WORK REQUIRED: Retype word for word everything in the regression assumptions from "M2: The residuals" down to "for some \(\sigma^2\)".

This homework question will reference the following assumptions.

Regressor assumptions:

R1: The \(N \times P\) matrix \(\boldsymbol{X}\), which has \(\boldsymbol{x}_n^\intercal\) in the \(n\)–th row, is full column rank
R2: The regressors \(\boldsymbol{x}_n\) are deterministic, and \(\frac{1}{N} \sum_{n=1}^N\boldsymbol{x}_n \boldsymbol{x}_n^\intercal\rightarrow \boldsymbol{\Sigma}_{\boldsymbol{X}}\), where \(\boldsymbol{\Sigma}_{\boldsymbol{X}}\) is positive definite
R3: The regressors \(\boldsymbol{x}_n\) are IID, with positive definite covariance \(\mathrm{Cov}\left(\boldsymbol{x}_n\right)\), and \(\frac{1}{N} \sum_{n=1}^N\boldsymbol{x}_n \boldsymbol{x}_n^\intercal\rightarrow \mathbb{E}\left[\boldsymbol{x}_n \boldsymbol{x}_n^\intercal\right] = \boldsymbol{\Sigma}_{\boldsymbol{X}}\) in probability.

Model assumptions (for all \(n\)):

M1: There exists a \(\boldsymbol{\beta}\) such that \(y_n = \boldsymbol{\beta}^\intercal\boldsymbol{x}_n + \varepsilon_n\) for all \(n\)
M2: The residuals \(\varepsilon_n\) are IID with \(\varepsilon_n \vert \boldsymbol{x}_n \sim \mathcal{N}\left(0, \sigma^2\right)\) for some \(\sigma^2\)
M3: The residuals \(\varepsilon_n\) are independent with \(\mathbb{E}\left[\varepsilon_n | \boldsymbol{x}_n\right] = 0\) and \(\mathbb{E}\left[\varepsilon_n^2 | \boldsymbol{x}_n\right] = \sigma^2\)

EXTRACTED DATA:

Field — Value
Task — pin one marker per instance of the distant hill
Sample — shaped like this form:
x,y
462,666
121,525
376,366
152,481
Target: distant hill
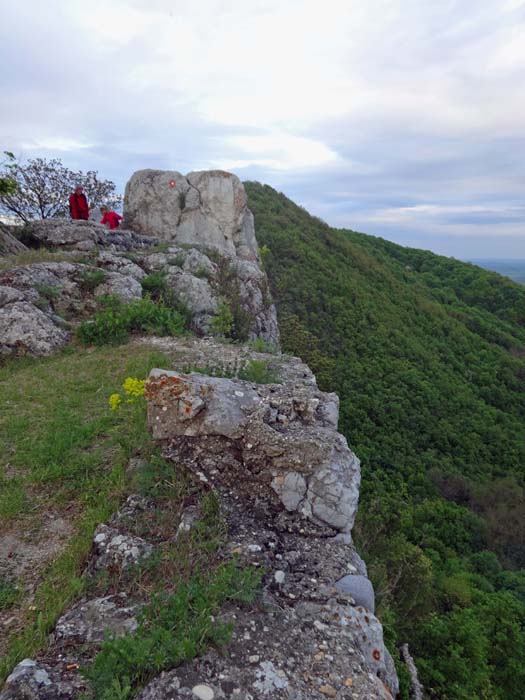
x,y
515,269
428,356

ANSWER TO THIS EXERCISE:
M2: The residuals \(\varepsilon_n\) are IID with \(\varepsilon_n \vert \boldsymbol{x}_n \sim \mathcal{N}\left(0, \sigma^2\right)\) for some \(\sigma^2\)